
     Having said that, I must state that the strength and conditioning field is not immune to these problems as well. Again there is no mandated government requirement so anyone can refer to themselves as a strength coach. To further complicate things there are many different titles that strength coaches are using due to the changing nature of the job. In the past it was to get someone strong and improve their conditioning. But now with the field evolving to do more (running technique, movement efficiency etc.) titles such as Sports Performance Coach and Athletic Development Coach are being used. Just remember to not be fooled by any title a person gives to themselves, you MUST ask questions to find out the true qualifications of the person. If a potential trainer/strength coach seems put off or upset by being asked questions about what they do or their education there must be a reason for it. A qualified person will gladly explain everything you want explained.

     With all this uncertainty in the industry what should you be looking for in a qualified strength coach? The growing standard certification is the Certified Strength and Conditioning Specialist (CSCS) through the National Strength and Conditioning Association (NSCA). You should look for someone with a University degree in a related field (Kinesiology, Exercise Science, Human Kinetics). Experience is also a must. There can be many people that have a degree in Kinesiology and have attained their CSCS that have never actually trained an athlete at all. In fact, experience and success with athletes is a big requirement you should look for as many of the more experienced coaches are the pioneers of the industry but back then the certification wasn’t around so they may never have pursued it. Once you have learned about their background you are not done with the questions you should ask. You should know their training philosophy to find out how they are going to make you better (know that more is not always better. Anyone can make you tired, that doesn’t mean you’ll become better. If a strength coach brags about making his athletes throw up during workouts you should look elsewhere). Do they have knowledge of movement skills? Running mechanics? You should know what they do for continuing education. Do they read books/attend seminars/watch DVD’s/discuss current topics with other strength coaches to stay on top of the latest research?  Does it seem like they have a passion for what they do while you are talking to them? And lastly, you need to ask what their level of knowledge is with the sport of lacrosse. While they certainly don’t need to have been a player to know how to train you (it’s better to have a qualified strength coach who knows nothing about lacrosse than a player who’s not a qualified strength coach), they should have a basic knowledge of the sport or at least be willing to do what’s called a ‘demands analysis’ of the game so they can design a proper program specific to the game for you.
- - - - - - -
Name every field of study that the passage about choosing a strength coach gives as a related field for a university degree. The items have nothing to do with the passage about choosing a strength coach.

Dataset items:
- - - - - - -
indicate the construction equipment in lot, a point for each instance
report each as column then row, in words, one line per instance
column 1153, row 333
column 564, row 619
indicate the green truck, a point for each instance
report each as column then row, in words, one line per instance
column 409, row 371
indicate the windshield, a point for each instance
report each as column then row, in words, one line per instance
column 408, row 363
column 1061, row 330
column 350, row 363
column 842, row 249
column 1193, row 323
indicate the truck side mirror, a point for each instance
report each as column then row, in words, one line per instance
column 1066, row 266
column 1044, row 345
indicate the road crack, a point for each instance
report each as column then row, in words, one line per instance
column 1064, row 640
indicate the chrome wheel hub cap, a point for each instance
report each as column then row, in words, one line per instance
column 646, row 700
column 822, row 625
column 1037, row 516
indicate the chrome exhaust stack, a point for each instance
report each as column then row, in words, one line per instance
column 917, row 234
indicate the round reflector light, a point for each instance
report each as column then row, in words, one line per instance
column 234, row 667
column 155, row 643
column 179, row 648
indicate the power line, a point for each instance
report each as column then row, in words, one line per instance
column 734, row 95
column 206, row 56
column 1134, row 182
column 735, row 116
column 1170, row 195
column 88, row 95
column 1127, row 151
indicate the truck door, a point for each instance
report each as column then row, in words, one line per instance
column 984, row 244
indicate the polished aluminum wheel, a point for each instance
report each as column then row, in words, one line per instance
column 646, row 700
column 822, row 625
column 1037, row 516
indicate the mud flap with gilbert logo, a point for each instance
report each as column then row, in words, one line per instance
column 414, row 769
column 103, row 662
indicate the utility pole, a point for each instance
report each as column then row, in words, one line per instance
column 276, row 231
- - - - - - -
◆ Exercise output ◆
Kinesiology, Exercise Science, Human Kinetics